Passage shown: Begin

A new therapeutic strategy for malaria: targeting T cell exhaustion

Abstract

Boosting immune responses during malaria remains a challenge. Overcoming T cell exhaustion by blocking coinhibitory receptors offers a promising lead.

Figures

Figure 1

T cell exhaustion. (a) Exhausted CD4+ T cells in malaria upregulate PD-1 and LAG-3. Combined blockade of PD-L1 and LAG-3 allows more CD4+ T cell activation and the provision of help by CD4+ T cells for B cell antibody production. LAG-3 is a transmembrane protein composed of four immunoglobulin domains with a structure similar to that of the coreceptor CD4 but a higher affinity for MHC class II. The first immunoglobulin domain contains an extra loop region important for binding to MHC class II. The cytoplasmic domain contains a KIEELE motif that is required for LAG-3-mediated immunoinhibition. PD-1 contains a single immunoglobulin V domain and two tyrosine-phosphorylation motifs in its cytoplasmic domain that engage the tyrosine phosphatase SHP-2. ITSM, immunoreceptor tyrosine-based switch motif; ITIM, immunoreceptor tyrosine-based inhibitory motif; CD3, signaling complex of the TCR; APC, antigen-presenting cell. (b) Coinhibitory pathways. Exhausted T cells can express multiple inhibitory receptors, which are called `coinhibitory' because they modify the outcome of a T cell antigen receptor signal and limit the population expansion, functional activity and survival of T cells. CD4+ T cells and CD8+ T cells express overlapping but distinct coinhibitory receptors. During malaria infection, CD244 and CD160 are expressed on exhausted CD8+ T cells but not on exhausted CD4+ T cells. PtdSer, phosphatidylserine.

Passage shown: End
Record extracts: Begin

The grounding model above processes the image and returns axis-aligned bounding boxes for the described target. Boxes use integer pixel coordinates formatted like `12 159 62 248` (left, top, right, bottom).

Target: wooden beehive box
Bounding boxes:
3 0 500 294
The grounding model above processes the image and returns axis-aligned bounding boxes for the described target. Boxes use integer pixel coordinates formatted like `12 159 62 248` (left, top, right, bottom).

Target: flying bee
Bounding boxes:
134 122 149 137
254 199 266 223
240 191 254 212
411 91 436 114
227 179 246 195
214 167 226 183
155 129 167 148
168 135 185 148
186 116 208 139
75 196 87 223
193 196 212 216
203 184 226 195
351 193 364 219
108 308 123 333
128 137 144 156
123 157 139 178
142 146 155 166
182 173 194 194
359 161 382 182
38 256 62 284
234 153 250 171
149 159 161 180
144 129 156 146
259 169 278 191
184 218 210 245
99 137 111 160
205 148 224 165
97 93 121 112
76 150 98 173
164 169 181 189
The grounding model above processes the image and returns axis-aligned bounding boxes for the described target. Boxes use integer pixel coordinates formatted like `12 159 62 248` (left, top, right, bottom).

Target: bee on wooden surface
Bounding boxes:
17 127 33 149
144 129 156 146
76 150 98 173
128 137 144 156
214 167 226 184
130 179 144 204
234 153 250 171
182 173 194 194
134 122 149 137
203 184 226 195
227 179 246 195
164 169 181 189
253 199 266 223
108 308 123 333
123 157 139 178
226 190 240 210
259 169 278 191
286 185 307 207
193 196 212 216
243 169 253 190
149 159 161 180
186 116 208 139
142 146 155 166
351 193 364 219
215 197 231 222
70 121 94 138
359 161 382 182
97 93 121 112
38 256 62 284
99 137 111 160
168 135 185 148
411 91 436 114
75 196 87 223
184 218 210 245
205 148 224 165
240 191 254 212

Record extracts: End

- What is needed:
Please answer these questions using the text on T cell exhaustion in malaria, one answer per line and numbered to match:
1. In the abstract, what does blocking coinhibitory receptors overcome?
2. Which motif in the cytoplasmic domain of LAG-3 is required for LAG-3-mediated immunoinhibition?
3. During malaria infection, which two receptors are expressed on exhausted CD8+ T cells but not on exhausted CD4+ T cells?

- Response to the task:
1. T cell exhaustion
2. The KIEELE motif
3. CD244 and CD160